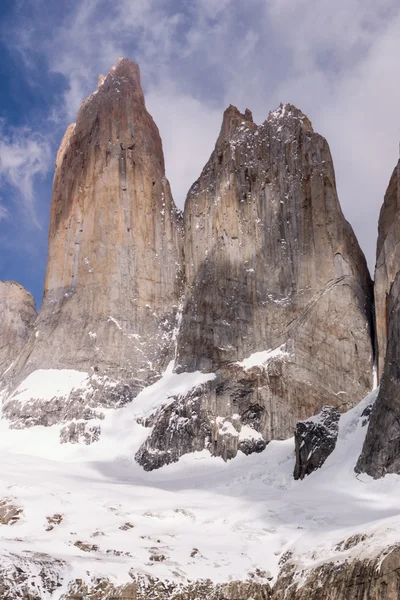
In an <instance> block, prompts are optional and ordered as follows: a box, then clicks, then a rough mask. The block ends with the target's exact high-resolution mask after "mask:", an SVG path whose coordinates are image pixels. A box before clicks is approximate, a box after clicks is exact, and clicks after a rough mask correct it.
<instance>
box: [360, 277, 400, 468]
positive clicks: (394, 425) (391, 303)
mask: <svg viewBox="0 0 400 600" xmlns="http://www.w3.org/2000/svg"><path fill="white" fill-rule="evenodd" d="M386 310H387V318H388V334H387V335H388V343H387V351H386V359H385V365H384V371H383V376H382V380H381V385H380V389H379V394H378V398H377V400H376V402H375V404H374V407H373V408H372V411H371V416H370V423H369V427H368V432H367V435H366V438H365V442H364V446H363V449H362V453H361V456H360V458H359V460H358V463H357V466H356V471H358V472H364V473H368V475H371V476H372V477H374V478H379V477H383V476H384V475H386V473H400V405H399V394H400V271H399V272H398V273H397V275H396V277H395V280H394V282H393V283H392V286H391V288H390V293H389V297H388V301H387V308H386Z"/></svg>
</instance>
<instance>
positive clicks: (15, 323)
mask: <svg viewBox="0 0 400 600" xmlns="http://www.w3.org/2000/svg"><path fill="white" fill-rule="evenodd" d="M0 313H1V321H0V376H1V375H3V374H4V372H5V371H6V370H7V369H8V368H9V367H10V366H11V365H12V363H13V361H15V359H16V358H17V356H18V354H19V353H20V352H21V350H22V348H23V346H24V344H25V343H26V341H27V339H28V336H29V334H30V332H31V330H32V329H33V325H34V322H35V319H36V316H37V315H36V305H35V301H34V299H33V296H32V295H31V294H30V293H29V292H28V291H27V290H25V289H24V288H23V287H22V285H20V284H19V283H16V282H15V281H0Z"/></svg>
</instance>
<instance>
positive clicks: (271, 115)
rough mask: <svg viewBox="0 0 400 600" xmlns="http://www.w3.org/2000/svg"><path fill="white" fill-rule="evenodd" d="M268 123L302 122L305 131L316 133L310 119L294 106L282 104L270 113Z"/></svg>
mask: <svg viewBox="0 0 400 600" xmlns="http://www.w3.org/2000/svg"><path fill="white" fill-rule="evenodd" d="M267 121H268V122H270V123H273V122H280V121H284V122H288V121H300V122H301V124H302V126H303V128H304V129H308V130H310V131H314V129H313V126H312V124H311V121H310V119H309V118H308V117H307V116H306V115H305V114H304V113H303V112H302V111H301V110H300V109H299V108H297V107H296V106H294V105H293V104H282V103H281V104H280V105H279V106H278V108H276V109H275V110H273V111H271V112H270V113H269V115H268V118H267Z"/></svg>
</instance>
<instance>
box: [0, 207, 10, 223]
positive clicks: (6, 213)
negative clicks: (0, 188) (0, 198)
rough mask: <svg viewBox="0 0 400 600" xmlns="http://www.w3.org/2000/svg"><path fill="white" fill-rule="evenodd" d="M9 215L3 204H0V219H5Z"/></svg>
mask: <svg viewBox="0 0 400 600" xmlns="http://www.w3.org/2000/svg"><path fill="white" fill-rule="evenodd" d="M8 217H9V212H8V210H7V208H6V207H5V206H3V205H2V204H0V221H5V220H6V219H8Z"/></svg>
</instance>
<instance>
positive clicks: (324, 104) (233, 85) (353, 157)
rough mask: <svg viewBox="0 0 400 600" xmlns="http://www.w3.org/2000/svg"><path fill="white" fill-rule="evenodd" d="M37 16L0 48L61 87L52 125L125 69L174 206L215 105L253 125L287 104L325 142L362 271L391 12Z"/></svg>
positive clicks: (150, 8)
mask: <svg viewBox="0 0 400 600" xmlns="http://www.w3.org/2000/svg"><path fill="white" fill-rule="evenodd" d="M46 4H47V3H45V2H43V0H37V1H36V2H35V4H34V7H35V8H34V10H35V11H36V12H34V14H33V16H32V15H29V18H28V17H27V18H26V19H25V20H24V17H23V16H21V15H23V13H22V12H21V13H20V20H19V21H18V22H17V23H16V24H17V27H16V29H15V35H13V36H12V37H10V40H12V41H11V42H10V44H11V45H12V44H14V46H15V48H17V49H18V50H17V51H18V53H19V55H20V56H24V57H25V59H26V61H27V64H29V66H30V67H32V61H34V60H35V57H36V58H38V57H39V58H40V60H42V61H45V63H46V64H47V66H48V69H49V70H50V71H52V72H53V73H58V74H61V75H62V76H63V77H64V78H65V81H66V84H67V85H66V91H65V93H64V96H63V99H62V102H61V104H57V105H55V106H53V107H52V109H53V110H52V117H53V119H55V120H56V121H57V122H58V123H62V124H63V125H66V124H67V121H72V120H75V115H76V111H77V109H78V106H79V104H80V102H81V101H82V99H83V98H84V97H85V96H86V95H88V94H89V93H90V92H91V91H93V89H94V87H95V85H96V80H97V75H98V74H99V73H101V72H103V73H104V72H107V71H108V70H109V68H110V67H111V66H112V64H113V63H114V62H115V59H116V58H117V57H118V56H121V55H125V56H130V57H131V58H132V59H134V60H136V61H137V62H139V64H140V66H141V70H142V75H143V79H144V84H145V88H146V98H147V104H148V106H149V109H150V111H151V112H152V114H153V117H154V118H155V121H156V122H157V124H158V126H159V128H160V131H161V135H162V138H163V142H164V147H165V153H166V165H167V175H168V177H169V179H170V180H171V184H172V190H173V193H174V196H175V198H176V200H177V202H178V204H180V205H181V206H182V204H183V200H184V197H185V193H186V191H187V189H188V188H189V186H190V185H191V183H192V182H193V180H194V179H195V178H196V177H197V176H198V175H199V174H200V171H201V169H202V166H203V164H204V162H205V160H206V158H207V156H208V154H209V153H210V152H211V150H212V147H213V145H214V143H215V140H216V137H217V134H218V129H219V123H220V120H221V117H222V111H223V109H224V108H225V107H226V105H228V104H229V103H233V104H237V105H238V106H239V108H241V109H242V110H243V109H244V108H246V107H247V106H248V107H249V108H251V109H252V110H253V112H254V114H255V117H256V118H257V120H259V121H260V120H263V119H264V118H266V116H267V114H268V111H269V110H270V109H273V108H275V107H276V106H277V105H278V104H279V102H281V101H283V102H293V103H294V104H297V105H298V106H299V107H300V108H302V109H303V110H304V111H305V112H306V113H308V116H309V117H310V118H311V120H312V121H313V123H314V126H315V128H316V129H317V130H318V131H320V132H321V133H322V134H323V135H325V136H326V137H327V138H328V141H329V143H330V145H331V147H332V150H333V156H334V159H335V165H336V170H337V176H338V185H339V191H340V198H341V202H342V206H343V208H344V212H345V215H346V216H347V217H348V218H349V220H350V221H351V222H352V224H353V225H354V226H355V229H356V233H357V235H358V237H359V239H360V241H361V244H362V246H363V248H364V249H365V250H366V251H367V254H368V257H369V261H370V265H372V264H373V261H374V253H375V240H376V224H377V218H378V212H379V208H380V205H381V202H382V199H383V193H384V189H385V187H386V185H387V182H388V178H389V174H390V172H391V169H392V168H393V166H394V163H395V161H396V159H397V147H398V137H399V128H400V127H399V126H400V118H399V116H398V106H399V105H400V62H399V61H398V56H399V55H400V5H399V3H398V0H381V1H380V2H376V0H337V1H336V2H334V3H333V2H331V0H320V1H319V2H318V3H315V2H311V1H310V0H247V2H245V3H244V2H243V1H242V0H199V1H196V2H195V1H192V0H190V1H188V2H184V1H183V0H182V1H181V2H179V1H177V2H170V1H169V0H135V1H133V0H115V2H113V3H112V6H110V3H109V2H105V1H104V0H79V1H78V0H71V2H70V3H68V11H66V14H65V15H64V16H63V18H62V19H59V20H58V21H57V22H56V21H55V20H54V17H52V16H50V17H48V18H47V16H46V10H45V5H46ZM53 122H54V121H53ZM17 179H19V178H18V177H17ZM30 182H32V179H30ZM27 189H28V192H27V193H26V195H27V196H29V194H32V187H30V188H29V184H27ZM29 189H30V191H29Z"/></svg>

* * *

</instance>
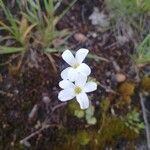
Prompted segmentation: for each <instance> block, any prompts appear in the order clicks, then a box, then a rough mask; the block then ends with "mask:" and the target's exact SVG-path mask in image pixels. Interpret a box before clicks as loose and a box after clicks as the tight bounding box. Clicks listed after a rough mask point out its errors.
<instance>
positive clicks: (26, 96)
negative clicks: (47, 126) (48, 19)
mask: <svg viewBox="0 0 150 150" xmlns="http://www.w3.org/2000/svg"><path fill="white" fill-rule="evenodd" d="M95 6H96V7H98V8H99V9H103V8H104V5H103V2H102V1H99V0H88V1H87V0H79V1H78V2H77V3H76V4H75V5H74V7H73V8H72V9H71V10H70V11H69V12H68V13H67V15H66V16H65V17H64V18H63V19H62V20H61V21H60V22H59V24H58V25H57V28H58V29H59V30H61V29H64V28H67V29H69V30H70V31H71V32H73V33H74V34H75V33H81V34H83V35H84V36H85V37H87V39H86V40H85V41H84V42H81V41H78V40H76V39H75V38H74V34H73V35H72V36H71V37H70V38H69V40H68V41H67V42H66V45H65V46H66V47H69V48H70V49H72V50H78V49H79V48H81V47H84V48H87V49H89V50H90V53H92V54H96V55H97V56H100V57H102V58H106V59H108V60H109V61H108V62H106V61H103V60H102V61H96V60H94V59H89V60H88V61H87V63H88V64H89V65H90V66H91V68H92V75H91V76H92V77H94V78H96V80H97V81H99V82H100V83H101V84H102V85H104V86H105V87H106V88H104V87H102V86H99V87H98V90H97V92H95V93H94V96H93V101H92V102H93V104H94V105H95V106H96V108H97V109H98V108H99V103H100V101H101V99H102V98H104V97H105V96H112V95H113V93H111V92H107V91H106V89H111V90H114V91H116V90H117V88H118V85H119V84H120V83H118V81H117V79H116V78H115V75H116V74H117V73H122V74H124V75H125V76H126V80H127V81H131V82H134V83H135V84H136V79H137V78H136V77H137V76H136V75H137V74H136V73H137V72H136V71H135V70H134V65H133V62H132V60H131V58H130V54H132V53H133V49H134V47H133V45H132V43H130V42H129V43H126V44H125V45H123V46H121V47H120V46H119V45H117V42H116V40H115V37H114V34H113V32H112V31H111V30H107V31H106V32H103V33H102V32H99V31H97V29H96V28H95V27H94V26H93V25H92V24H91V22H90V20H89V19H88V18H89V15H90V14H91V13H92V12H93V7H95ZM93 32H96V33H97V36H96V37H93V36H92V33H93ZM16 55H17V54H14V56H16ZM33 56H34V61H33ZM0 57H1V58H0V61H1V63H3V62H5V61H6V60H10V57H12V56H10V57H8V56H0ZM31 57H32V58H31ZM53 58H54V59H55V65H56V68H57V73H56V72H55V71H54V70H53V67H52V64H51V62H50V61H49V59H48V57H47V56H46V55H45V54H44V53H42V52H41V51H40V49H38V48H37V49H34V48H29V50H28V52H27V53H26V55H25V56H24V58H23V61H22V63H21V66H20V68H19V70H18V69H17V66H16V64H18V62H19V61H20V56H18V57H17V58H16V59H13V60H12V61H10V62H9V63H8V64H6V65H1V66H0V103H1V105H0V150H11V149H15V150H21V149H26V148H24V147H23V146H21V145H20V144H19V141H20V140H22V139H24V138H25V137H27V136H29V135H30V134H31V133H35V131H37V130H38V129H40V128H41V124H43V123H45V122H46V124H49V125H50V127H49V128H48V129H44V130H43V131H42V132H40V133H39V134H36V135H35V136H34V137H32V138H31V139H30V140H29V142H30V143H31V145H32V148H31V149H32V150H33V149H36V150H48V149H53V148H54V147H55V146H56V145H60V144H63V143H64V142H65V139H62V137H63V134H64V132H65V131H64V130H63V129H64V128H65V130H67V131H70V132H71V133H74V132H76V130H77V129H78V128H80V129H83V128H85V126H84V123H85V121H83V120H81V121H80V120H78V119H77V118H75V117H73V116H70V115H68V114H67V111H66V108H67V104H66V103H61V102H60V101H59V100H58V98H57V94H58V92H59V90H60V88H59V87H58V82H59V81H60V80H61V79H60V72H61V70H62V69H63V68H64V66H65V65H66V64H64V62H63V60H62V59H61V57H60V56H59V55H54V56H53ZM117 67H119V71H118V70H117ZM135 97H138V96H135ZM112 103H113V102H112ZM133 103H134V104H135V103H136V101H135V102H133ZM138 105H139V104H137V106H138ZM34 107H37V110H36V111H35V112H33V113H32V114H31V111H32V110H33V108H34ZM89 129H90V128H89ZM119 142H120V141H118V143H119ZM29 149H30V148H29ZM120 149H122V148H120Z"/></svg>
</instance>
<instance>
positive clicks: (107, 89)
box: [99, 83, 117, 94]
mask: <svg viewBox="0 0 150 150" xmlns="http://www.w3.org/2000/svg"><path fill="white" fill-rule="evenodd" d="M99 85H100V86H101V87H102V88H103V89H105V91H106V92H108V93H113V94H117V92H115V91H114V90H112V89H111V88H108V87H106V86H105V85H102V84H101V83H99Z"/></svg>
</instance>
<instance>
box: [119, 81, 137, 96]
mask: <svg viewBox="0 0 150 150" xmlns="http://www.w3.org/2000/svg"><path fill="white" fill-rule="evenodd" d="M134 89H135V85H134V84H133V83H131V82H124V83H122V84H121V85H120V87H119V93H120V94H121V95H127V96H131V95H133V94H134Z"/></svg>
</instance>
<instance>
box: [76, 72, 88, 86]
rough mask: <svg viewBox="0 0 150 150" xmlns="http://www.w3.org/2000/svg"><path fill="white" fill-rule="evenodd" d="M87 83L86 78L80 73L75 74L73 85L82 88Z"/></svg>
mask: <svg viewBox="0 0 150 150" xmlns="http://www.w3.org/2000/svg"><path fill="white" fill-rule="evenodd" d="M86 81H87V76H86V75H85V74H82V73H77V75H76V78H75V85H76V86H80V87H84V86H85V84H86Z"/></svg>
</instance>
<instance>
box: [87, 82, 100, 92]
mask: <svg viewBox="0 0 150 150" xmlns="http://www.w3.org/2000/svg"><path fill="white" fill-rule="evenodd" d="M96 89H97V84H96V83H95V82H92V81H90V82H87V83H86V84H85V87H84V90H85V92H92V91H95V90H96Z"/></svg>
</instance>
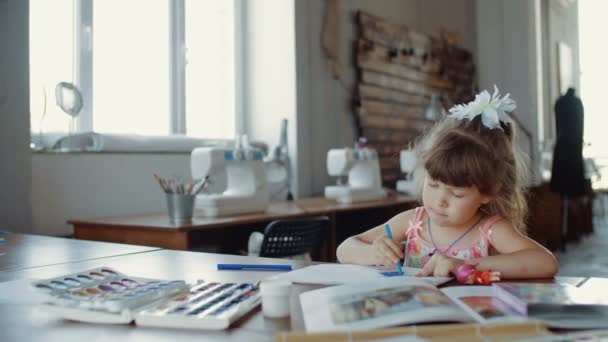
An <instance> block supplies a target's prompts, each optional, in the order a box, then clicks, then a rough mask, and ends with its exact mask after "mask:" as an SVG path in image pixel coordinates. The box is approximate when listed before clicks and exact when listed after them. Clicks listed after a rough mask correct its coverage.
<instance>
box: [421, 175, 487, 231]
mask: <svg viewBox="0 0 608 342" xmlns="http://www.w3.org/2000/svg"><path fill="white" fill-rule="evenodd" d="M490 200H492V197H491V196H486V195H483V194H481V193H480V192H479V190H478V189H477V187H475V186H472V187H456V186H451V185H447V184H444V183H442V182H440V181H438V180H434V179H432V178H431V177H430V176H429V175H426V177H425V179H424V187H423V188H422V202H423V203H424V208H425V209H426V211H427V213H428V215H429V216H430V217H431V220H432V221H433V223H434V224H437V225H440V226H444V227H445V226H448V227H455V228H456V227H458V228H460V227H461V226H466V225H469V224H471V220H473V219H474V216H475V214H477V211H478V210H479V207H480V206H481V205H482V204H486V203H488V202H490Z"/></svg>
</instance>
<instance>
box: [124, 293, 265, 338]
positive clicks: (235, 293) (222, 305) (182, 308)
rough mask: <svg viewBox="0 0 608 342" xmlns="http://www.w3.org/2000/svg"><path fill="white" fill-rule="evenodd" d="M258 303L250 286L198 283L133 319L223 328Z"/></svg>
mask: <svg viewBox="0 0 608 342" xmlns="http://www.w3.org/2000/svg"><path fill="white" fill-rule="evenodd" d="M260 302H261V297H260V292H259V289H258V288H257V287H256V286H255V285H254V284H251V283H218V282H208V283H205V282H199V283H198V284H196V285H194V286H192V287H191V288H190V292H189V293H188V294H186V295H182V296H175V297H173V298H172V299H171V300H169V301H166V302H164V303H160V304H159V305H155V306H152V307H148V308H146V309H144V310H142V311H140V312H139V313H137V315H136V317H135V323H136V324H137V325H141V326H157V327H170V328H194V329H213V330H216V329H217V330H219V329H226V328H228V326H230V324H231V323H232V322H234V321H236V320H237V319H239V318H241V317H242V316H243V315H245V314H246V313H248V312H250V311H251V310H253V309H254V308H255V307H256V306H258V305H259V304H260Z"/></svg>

▸ Task to carry out: Copy out the lines of the items word for word, beginning with the line that contains "In an <instance>" and ending after the line that contains "positive clicks: (394, 425) (391, 303)".

▸ Output of the exercise:
In an <instance> block, prompts are optional and ordered as follows: a box, then clicks, then a rough mask. The block ends with the target's exact high-resolution mask after "mask:", an SVG path whose coordinates are image pixels. A box before clicks is approximate, a box after clicks is exact, and clicks after a rough mask correct it.
<instance>
box: [360, 277, 400, 468]
positive clicks: (394, 425) (391, 303)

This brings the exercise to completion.